Attività da svolgere:
1) Secondo l'articolo sui nuovi geni dell'Alzheimer, perché si può affermare che la ricerca si avvale del contributo dell'Università di Firenze? Risponda con una, due o tre frasi.
2) Nell'articolo sui nuovi geni dell'Alzheimer, su quanti soggetti è stata condotta la metanalisi?
3) Riprenda l'articolo sui nuovi geni dell'Alzheimer dopo la sua ultima frase e lo prosegua.

Testo da analizzare:
··········

Alzheimer, scoperti undici nuovi geni associati alla malattia

Il contributo dell’Università di Firenze in una ricerca internazionale pubblicata su “Nature Genetics”

Redazione Nove da Firenze
Redazione Nove da Firenze
28 ottobre 2013 18:40
Alzheimer, scoperti undici nuovi  geni associati alla malattia

Scoperti undici nuovi geni associati alla malattia di Alzheimer, cioè che possono contribuire a determinare lo sviluppo della patologia. Si avvale anche del contributo dell’Università di Firenze la ricerca, frutto di una collaborazione internazionale sulla malattia di Alzheimer - dal nome IGAP, progetto internazionale di Genomica dell’Alzheimer - che riunisce tutti i principali consorzi europei ed americani che si occupano della genetica di questa malattia. Sono, infatti, fra gli autori dell’articolo, Benedetta Nacmias, ricercatore in Neurologia, e Sandro Sorbi, ordinario di Neurologia, afferenti al Dipartimento di Neuroscienze, Psicologia, Area del Farmaco e Salute del Bambino e al Centro di ricerca, trasferimento e alta formazione DENOTHE dell'Ateneo fiorentino. Lo studio è pubblicato sull'ultimo numero della rivista Nature Genetics (“Meta-analysis of 74,046 individuals identifies 11 new susceptibility loci for Alzheimer’s disease” doi:10.1038/ng.2802): attraverso una metanalisi di 74.046 soggetti (provenienti da Stati Uniti ed Europa, includendo centri di ricerca italiani fra cui Firenze), sono stati identificati 11 nuovi geni associati alla malattia di Alzheimer. La strategia dello studio che ha coinvolto i soggetti in più repliche, ha portato a evidenziare risultati significativi a livello di geni, alcuni dei quali consentono di approfondire l’importanza di meccanismi della malattia già noti (associati alle proteine amiloide e tau), mentre altri sottolineano la rilevanza di nuove aree del cervello di potenziale interesse per la comprensione delle cause della malattia.

··········

Dati mostrati:
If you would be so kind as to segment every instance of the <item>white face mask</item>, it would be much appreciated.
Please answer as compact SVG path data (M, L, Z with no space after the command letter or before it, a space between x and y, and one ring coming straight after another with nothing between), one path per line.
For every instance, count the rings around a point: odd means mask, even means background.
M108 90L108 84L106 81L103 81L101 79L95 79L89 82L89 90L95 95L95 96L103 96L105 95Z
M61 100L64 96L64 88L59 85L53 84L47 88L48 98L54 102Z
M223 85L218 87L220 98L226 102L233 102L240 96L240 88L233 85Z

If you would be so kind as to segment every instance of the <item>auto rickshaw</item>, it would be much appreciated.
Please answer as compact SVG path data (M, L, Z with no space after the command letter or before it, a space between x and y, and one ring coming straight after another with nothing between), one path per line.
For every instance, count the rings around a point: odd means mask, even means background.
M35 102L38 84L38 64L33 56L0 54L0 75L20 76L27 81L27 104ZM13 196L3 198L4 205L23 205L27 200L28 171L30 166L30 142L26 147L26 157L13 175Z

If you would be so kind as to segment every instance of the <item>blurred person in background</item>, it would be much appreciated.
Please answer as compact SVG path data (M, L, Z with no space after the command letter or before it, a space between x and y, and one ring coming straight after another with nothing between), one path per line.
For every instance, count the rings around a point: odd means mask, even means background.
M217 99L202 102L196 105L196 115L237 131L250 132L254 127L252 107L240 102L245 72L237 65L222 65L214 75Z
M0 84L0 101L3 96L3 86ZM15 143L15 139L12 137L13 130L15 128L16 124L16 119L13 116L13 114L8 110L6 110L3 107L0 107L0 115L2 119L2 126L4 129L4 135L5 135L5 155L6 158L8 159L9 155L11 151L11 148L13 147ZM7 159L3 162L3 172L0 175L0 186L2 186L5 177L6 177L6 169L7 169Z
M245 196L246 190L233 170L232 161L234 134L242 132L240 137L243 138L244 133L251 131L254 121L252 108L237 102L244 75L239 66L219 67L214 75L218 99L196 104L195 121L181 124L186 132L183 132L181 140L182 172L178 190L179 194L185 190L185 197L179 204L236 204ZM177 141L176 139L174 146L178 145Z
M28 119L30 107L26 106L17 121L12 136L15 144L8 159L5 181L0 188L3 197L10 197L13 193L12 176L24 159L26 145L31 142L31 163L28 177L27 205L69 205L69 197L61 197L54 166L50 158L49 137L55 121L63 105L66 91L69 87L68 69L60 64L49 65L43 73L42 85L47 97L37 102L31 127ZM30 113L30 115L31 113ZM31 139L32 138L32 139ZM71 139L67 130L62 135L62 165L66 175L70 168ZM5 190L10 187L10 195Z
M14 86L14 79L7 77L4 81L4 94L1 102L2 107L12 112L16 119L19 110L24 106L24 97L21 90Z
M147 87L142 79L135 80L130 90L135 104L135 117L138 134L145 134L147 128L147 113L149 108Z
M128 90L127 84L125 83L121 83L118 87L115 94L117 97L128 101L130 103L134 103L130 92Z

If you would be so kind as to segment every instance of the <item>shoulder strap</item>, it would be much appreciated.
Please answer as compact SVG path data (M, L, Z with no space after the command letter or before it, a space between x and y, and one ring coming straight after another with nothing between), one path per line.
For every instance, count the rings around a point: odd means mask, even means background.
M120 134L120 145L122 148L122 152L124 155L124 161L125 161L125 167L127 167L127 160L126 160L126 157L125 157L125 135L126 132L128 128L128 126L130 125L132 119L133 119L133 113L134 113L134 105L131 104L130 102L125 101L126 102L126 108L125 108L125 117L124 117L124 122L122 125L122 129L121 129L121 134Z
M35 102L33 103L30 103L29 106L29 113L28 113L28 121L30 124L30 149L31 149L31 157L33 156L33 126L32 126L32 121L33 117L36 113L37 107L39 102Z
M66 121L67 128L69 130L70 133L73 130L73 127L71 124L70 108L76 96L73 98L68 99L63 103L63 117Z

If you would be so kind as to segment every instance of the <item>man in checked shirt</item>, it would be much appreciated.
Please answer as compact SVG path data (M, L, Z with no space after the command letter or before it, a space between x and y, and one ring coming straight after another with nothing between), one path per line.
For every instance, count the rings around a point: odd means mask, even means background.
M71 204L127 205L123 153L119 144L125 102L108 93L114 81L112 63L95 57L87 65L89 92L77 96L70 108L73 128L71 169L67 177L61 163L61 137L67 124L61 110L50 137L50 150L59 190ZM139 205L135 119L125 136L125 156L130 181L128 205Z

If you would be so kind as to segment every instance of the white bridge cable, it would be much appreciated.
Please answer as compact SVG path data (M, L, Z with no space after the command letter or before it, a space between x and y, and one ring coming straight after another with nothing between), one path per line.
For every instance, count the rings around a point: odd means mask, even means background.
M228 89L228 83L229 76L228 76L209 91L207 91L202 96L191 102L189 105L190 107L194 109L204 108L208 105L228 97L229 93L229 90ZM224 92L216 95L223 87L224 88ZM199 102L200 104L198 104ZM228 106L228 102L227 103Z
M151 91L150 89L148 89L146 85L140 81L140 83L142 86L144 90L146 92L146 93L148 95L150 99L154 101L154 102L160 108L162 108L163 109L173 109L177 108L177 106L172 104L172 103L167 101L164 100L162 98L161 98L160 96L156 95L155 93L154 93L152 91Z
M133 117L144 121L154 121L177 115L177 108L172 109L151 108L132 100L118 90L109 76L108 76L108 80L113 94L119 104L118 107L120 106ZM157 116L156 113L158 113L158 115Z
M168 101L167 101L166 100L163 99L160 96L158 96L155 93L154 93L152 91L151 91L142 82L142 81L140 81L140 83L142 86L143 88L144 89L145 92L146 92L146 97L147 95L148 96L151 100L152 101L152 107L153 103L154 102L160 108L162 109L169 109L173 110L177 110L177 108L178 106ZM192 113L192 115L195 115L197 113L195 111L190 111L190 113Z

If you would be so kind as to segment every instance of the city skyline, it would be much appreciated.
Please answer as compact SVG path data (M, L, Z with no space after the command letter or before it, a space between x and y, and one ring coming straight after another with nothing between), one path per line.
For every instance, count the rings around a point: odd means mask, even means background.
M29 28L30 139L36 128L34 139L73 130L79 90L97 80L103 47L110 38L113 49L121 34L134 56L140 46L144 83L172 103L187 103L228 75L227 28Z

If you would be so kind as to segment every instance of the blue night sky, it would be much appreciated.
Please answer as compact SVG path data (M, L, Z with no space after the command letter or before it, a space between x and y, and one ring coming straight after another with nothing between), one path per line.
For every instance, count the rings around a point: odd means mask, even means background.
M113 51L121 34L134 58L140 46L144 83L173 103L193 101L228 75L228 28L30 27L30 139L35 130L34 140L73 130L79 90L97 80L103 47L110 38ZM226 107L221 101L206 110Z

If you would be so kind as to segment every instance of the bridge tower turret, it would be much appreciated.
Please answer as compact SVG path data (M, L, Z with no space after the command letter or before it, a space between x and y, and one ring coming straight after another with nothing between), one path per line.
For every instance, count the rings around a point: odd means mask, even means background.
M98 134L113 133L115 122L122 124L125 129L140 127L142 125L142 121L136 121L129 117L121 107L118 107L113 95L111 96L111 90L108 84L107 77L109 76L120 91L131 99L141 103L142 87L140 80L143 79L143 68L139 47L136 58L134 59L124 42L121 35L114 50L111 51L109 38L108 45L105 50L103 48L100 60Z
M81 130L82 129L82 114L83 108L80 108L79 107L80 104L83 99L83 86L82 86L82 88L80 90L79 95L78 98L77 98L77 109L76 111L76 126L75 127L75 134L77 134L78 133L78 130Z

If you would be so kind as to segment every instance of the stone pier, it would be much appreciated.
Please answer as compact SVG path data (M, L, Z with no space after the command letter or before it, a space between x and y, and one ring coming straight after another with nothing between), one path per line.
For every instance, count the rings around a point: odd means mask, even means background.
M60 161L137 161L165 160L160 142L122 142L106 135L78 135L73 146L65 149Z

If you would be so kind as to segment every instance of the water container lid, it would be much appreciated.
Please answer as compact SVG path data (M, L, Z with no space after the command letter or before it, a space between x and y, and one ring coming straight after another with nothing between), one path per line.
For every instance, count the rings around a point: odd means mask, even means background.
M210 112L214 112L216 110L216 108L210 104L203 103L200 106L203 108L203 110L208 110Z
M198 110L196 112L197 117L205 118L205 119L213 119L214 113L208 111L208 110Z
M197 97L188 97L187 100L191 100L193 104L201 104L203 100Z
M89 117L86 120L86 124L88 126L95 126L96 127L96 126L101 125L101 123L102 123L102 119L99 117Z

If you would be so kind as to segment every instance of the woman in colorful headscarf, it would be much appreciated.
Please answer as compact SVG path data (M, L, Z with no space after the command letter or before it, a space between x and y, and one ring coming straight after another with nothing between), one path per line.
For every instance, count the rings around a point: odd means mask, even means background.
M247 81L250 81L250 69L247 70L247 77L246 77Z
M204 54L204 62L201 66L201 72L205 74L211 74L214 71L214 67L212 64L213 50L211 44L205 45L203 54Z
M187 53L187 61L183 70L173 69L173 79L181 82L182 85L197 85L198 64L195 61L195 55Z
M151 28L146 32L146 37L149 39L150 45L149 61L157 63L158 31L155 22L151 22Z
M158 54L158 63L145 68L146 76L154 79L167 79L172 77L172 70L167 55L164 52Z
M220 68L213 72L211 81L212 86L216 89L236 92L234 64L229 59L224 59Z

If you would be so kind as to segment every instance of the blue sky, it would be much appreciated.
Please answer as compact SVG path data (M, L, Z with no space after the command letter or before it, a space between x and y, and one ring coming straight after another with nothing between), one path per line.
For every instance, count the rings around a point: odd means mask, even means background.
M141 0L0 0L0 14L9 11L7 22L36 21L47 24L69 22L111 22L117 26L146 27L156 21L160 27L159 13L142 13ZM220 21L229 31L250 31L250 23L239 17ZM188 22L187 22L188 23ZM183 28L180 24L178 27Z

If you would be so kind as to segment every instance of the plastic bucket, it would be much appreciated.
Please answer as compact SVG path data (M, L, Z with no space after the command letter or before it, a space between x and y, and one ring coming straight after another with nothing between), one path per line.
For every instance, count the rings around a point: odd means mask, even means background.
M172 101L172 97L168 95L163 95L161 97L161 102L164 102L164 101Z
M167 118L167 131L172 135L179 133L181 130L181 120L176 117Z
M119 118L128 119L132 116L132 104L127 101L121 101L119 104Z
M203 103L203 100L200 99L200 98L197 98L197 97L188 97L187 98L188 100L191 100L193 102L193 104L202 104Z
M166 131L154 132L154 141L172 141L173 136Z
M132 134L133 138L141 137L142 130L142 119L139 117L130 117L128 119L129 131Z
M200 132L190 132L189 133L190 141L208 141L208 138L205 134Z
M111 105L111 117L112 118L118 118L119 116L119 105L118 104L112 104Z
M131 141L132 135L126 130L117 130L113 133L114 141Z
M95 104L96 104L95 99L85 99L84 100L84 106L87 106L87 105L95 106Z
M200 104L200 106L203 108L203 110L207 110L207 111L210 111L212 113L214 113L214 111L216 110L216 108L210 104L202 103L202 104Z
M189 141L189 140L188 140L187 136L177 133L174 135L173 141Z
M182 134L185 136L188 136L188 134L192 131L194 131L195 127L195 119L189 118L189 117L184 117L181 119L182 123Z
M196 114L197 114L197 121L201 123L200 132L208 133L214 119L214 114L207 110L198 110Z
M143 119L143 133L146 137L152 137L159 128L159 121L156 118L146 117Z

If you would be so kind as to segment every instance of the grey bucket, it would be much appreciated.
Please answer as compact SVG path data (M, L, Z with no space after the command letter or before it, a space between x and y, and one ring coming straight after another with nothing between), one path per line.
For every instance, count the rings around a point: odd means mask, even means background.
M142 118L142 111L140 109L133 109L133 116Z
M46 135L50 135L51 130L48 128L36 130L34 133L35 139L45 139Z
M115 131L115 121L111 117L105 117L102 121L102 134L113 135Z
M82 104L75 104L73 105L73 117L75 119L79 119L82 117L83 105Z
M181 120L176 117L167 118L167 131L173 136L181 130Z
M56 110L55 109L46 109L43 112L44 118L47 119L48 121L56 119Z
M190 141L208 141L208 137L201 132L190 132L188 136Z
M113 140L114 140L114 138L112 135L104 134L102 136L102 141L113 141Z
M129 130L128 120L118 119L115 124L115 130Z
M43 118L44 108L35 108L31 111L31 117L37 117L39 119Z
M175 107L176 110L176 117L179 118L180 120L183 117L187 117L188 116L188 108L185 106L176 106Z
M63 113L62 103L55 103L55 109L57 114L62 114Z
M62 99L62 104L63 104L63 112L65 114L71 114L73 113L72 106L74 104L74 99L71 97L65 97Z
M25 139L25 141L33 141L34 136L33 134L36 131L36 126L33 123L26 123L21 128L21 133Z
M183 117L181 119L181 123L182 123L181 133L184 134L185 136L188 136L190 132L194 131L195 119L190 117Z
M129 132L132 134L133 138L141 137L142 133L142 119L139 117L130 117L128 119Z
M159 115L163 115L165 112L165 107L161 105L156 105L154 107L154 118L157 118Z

··········

Risposte scritte:
1) La ricerca si avvale del contributo dell'Università di Firenze perché fra gli autori dell'articolo figurano Benedetta Nacmias, ricercatore in Neurologia, e Sandro Sorbi, ordinario di Neurologia. Entrambi afferiscono al Dipartimento di Neuroscienze, Psicologia, Area del Farmaco e Salute del Bambino e al Centro DENOTHE dell'Ateneo fiorentino.

2) Su 74.046 soggetti.

3)
Alcuni di questi nuovi geni sono infatti coinvolti nel funzionamento dell’ippocampo, la prima area cerebrale che si altera a causa dell’Alzheimer, e nelle attività di comunicazione tra i neuroni. “Si tratta, in tutti i casi, di meccanismi - spiega Benedetta Nacmias – che hanno un ruolo importante nei processi che possono portare a neurodegenerazione. Ulteriori studi sono necessari per caratterizzare queste varianti dal punto di vista funzionale, per chiarire la loro associazione con il rischio di malattia e per definire meglio il loro ruolo nella fisiopatologia dell’Alzheimer”.

“Questi nuovi dati forniscono nuovo impulso alla ricerca - commenta Sandro Sorbi - suggerendo indicazioni anche per lo sviluppo di strategie terapeutiche”. La malattia di Alzheimer è un processo neurodegenerativo che provoca un declino globale delle funzioni della memoria e di quelle intellettive, associato a un deterioramento della personalità e della vita di relazione. La malattia è causata da fattori genetici e ambientali, che favoriscono la progressiva deposizione all'interno del cervello di una particolare proteina, denominata beta-amiloide, con conseguenze tossiche sui neuroni, favorendo la progressiva degenerazione cerebrale. La malattia colpisce in modo conclamato circa il 5 % delle persone oltre i 60 anni.

In Italia si stimano circa 600.000 ammalati. Il costante aumento della popolazione in età senile sta rendendo questa patologia una vera e propria "epidemia silente", con elevati costi sociali ed economici.